- _Te lezen fragment_:
____

In dagblad Trouw (02-12-2013) sprak de Britse guerrilladeskundige John MacKinlay zich onlangs

uit tegen de Nederlandse missie naar Mali. Zijn boodschap: vredesmissies

brengen geen stabiliteit en zijn binnenlands niet meer te verkopen. Het

werkelijke gevaar bevindt zich hierbij al binnen de grenzen van de Europese

Unie. Of de veiligheid en belangen van handelsland Nederland beter worden

gewaarborgd als wij ons voortaan terugtrekken in Fort Europa en de rest van de

wereld op zijn beloop te laten valt te bediscussiëren.

Ik wil mij hier echter focussen op een tweede claim van MacKinlay, namelijk dat

het meedoen bij internationale missies niet leidt tot internationale prestige.

Deze claim stookt in grote mate met het gesprek dat ik afgelopen week heb

gevoerd met oud diplomaat en minister van Buitenlandse Zaken Ben Bot.

MacKinlay zegt over de link tussen bijdragen aan missies en

internationale prestige het volgende: "Je moet heel goed opletten wie dit zegt. Meestal zijn

het politici of experts met politieke ambities. In dat soort kringen is het

handig om zulke uitspraken te doen, maar het heeft weinig met de realiteit te

maken’’. MacKinlay geeft ter illustratie van deze claim vervolgens de voorbeelden

van regionale supermachten Duitsland, Japan en China die niet meedoen aan missies

maar alsnog internationaal invloed uit kunnen oefenen.

____

- _Aangeleverd materiaal_:
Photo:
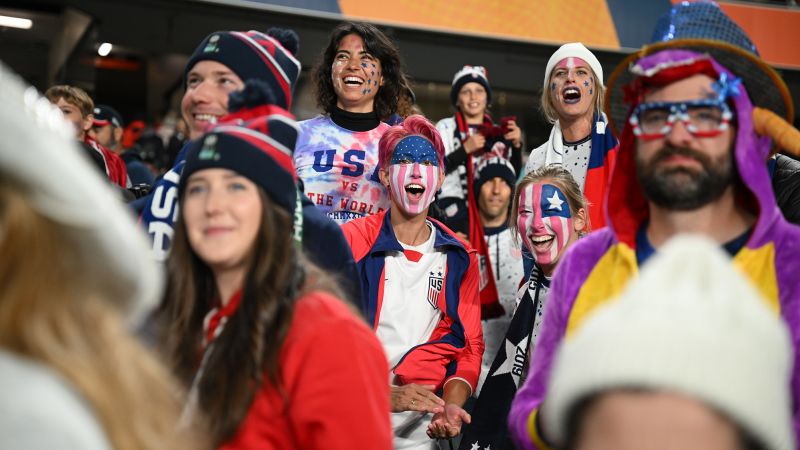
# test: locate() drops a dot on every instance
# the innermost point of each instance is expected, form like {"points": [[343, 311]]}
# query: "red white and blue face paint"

____

- _Uit te voeren taak_:
Neem uit het fragment over de Nederlandse missie naar Mali woordelijk het gedeelte over dat begint bij de woorden "Ik wil mij hier" en eindigt na "Zaken Ben Bot.".

- _Uitgewerkte oplossing_:
Ik wil mij hier echter focussen op een tweede claim van MacKinlay, namelijk dat

het meedoen bij internationale missies niet leidt tot internationale prestige.

Deze claim stookt in grote mate met het gesprek dat ik afgelopen week heb

gevoerd met oud diplomaat en minister van Buitenlandse Zaken Ben Bot.